DESCRIPTION OF THE TASK ▸
Your output is the line containing "Per instance of the paved walkway, set" plus all lines after it to the end of the records, reproduced exactly, with nothing else.

RECORDS PROVIDED ▸
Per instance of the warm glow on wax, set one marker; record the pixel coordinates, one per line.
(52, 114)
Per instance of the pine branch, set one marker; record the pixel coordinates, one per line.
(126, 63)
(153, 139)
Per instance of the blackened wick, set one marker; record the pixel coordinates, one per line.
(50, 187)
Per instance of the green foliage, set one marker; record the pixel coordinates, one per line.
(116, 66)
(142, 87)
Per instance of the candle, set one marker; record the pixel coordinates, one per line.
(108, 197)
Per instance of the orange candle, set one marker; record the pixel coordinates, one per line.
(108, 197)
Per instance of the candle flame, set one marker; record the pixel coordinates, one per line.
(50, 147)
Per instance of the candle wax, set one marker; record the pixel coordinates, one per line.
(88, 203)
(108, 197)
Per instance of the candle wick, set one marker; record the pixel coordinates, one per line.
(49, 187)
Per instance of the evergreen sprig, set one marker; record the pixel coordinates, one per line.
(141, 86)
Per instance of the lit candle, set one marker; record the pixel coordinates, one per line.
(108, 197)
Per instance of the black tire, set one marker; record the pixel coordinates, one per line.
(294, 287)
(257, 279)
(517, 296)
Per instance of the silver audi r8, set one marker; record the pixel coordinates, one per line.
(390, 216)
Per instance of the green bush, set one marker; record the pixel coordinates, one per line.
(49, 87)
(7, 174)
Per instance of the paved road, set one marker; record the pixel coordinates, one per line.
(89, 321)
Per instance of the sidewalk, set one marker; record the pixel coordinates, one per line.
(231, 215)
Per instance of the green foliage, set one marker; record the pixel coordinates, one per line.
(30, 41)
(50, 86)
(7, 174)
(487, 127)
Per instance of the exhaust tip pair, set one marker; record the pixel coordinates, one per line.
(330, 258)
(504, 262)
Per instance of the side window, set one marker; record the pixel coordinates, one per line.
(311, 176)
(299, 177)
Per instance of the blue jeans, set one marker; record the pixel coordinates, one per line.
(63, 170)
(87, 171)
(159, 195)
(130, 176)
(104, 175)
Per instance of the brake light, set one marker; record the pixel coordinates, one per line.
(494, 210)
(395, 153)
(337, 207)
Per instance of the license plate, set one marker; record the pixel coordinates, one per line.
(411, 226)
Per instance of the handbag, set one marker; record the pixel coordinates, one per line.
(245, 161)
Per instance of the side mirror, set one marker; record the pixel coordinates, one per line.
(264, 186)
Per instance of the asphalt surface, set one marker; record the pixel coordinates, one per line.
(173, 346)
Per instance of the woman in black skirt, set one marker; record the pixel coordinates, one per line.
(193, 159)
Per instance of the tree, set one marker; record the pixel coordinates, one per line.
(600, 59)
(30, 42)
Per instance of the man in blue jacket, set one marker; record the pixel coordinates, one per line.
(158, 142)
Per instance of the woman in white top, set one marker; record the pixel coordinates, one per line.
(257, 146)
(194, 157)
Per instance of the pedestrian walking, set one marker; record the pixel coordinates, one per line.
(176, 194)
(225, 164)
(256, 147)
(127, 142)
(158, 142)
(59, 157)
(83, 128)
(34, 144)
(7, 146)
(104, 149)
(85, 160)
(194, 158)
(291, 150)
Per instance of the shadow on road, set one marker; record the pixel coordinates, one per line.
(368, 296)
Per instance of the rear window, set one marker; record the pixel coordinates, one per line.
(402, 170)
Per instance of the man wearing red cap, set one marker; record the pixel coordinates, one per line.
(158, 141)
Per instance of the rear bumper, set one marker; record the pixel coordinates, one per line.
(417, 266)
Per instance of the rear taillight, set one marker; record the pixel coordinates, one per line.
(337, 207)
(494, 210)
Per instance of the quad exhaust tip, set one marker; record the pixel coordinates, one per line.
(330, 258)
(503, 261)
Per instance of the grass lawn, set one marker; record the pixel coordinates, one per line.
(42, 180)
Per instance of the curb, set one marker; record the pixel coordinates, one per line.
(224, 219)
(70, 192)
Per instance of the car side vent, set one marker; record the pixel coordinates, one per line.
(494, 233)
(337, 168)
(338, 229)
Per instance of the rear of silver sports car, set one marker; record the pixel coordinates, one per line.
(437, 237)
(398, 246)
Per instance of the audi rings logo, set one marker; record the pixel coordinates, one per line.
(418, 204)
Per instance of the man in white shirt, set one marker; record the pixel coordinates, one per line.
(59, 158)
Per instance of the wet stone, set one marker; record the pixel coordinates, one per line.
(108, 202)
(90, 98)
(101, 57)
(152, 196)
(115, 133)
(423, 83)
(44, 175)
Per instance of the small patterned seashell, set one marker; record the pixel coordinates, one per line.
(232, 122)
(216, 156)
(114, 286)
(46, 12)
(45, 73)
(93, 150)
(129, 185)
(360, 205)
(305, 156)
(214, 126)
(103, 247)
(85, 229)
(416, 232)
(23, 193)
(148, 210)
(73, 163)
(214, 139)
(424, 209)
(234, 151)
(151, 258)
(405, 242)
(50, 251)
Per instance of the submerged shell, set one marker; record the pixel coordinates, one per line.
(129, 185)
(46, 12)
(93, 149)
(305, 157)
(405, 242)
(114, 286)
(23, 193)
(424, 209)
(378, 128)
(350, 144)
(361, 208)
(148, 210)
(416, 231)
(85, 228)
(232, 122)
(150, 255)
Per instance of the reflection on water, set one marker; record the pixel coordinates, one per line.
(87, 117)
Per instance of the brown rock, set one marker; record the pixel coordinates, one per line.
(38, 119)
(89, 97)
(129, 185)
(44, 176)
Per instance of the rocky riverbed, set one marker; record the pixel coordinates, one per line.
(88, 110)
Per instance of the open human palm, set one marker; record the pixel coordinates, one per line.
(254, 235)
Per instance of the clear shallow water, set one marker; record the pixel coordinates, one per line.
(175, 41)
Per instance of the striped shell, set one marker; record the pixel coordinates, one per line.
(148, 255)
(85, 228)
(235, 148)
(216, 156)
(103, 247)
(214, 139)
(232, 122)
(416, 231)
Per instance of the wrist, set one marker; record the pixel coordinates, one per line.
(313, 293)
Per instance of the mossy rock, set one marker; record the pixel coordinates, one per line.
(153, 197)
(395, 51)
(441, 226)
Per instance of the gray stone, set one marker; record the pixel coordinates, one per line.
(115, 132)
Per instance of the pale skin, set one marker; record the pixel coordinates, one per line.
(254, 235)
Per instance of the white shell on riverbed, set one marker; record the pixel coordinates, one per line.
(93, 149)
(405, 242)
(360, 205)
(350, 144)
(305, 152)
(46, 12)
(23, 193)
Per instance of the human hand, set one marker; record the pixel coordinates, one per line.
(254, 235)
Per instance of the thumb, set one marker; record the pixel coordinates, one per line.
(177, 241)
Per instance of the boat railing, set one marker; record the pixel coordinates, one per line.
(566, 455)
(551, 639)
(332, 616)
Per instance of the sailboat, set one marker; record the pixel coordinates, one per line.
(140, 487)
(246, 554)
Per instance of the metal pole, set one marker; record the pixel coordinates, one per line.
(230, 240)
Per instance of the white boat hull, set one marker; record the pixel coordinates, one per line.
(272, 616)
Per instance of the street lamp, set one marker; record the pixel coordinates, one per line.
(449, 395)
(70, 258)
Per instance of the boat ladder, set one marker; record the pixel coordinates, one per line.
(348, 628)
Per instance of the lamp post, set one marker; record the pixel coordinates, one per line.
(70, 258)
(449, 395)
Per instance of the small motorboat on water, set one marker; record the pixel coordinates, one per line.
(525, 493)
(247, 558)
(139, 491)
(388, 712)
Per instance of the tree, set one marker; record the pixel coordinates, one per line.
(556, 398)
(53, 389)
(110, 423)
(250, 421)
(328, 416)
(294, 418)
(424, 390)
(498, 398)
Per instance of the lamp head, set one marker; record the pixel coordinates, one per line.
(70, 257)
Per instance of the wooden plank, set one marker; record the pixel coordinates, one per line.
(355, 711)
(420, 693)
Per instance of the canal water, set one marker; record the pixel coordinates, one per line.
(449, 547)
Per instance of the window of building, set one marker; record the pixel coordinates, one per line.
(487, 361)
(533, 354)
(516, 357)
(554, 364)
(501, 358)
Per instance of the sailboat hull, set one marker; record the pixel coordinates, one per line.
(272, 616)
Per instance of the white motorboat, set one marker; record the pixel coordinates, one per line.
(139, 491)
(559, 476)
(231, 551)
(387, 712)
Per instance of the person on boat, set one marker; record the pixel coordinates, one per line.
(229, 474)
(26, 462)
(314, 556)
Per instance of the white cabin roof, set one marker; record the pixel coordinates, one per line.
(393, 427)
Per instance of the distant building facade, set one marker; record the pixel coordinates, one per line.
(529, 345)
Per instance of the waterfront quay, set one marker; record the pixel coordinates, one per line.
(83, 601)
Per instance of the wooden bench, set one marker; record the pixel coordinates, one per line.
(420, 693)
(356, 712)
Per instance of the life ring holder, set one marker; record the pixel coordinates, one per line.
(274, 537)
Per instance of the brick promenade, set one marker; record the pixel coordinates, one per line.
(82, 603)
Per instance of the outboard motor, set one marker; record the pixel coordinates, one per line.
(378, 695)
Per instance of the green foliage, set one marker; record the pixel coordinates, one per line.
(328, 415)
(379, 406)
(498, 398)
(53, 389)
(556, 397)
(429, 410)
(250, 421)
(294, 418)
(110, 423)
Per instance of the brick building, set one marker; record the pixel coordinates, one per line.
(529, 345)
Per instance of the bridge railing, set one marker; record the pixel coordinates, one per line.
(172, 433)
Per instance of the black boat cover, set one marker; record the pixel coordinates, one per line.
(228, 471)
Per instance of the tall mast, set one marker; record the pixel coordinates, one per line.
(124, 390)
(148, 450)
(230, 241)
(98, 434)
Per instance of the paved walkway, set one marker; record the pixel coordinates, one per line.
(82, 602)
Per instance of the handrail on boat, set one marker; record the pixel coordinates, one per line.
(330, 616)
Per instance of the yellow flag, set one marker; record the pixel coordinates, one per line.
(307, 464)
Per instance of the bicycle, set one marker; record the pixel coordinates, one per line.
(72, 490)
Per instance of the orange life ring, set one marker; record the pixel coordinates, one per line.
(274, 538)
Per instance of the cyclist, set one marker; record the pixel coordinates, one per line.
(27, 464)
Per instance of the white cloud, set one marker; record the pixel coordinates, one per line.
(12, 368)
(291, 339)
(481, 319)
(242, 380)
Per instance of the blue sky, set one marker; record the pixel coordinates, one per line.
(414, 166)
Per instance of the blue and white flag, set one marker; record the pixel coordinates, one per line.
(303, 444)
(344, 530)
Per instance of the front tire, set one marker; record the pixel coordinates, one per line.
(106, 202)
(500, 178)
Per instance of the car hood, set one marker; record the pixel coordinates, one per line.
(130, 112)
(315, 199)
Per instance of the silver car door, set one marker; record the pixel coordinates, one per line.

REPLY TO THE TASK ▸
Per instance of the paved walkway, set one marker; record the pixel coordinates, one per line.
(82, 602)
Per instance of the handrail on boat, set one marker; record the pixel coordinates, one per line.
(330, 616)
Per instance of the yellow flag, set one marker; record the pixel coordinates, one per line.
(307, 464)
Per instance of the bicycle, set one marker; record the pixel coordinates, one per line.
(72, 490)
Per instance of the orange life ring, set one marker; record the pixel coordinates, one per line.
(274, 538)
Per instance of the cyclist, set one marker; record the pixel coordinates, one per line.
(27, 464)
Per instance of the white cloud, set one marker; record the pixel coordinates, one per line.
(12, 368)
(291, 339)
(481, 319)
(242, 380)
Per instance of the blue sky, set one marker; record the pixel coordinates, one per line.
(414, 166)
Per instance of the blue and white flag, set one marker; record the pixel coordinates, one per line.
(303, 444)
(344, 530)
Per instance of the front tire, set one marker; record the pixel coordinates, one per line.
(106, 202)
(500, 178)
Per instance of the car hood, set one marker; record the pixel coordinates, one per line.
(130, 112)
(315, 199)
Per instance of the silver car door, set one marker; record the pixel coordinates, one per line.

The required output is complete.